▸ **Instruction**
Could you rewrite the data below, substituting "louvered arched window" for each occurrence of "arched window with louver" and changing nothing else?

[Collected data entries]
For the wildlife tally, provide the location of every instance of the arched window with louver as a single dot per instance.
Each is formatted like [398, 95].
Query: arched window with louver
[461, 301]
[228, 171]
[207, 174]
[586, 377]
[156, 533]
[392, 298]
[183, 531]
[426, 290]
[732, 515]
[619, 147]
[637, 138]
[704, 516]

▸ **Problem solution**
For the wildlife tally, provide the location of every instance of the louvered arched window as a single dot per instance.
Each is formatted like [398, 95].
Query: louvered arched window
[461, 301]
[228, 171]
[207, 174]
[586, 377]
[156, 533]
[392, 298]
[183, 531]
[426, 290]
[732, 515]
[619, 147]
[637, 138]
[704, 516]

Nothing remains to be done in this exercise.